Brief -
Reproduce the records below, starting at the line that contains "Practice step: pick out every instance of the woman holding" and ending with the last line of the records, both included, and output only those lines. Keep the request lines unchanged, and scale every point coordinate in the answers by 0.35, rounding to whole numbers with halves rounded up.

Point-based annotation records:
+-------+

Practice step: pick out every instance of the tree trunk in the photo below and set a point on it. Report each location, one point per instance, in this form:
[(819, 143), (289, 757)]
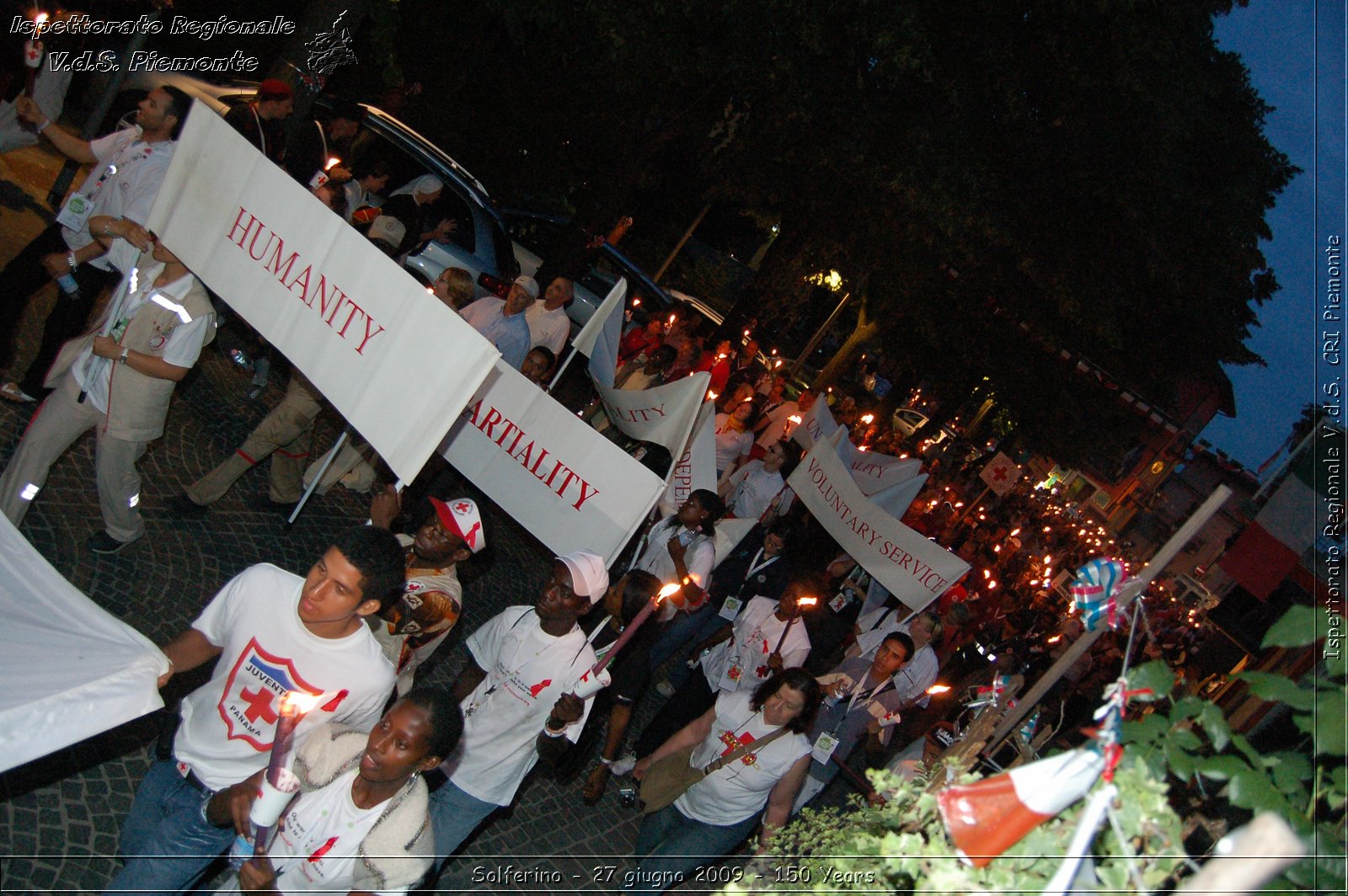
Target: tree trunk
[(866, 330)]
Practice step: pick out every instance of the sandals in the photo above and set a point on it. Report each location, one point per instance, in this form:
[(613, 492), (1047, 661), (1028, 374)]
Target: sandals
[(595, 786)]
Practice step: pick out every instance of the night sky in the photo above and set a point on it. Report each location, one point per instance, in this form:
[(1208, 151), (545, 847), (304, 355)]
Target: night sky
[(1277, 40)]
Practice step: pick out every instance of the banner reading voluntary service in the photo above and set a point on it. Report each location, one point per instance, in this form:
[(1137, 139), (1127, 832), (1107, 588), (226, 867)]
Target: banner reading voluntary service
[(914, 569), (394, 361), (556, 476)]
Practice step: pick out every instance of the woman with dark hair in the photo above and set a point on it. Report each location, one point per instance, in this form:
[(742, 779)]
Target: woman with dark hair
[(714, 814), (682, 549), (630, 671), (761, 485), (361, 821)]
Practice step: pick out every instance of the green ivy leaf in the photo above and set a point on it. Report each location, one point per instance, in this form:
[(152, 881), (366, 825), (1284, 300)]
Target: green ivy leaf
[(1292, 774), (1222, 767), (1215, 725), (1181, 763), (1278, 689), (1253, 790), (1154, 675), (1329, 724), (1294, 630)]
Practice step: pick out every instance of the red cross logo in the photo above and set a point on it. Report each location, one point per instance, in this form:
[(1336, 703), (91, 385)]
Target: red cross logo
[(259, 705)]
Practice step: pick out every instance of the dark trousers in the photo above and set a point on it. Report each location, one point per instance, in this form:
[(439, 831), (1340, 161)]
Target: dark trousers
[(689, 702), (24, 276)]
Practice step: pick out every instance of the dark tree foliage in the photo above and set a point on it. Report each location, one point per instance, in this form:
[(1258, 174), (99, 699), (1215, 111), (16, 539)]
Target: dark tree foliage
[(1094, 170)]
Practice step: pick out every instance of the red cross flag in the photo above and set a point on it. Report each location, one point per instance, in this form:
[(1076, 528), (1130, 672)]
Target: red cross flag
[(1001, 475)]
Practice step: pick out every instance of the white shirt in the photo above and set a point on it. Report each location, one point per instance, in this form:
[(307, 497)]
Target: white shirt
[(732, 794), (228, 723), (741, 664), (526, 670), (325, 822), (755, 489), (184, 343), (548, 328), (125, 181), (657, 561)]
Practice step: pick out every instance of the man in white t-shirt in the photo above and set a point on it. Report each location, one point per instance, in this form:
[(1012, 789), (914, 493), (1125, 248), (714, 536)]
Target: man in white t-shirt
[(518, 701), (273, 632), (116, 381), (126, 172), (546, 318)]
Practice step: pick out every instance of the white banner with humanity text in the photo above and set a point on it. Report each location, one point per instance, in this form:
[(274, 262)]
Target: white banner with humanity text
[(556, 476), (395, 363), (912, 568)]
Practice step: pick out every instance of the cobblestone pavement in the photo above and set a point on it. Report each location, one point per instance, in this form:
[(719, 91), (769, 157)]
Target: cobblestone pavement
[(60, 815)]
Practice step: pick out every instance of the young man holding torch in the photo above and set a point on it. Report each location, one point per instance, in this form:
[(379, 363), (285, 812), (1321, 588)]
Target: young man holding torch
[(274, 633)]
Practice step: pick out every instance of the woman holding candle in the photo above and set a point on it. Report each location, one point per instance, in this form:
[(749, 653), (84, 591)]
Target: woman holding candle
[(766, 637), (630, 670), (361, 821), (714, 814)]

+-------+

Task output -
Practice step: pick out every instance of the woman holding candle in the photo above and set a point on it. Report each location, one point per instance, in this form:
[(749, 653), (84, 591)]
Target: woman holding candle
[(268, 223), (221, 235), (126, 287), (250, 285)]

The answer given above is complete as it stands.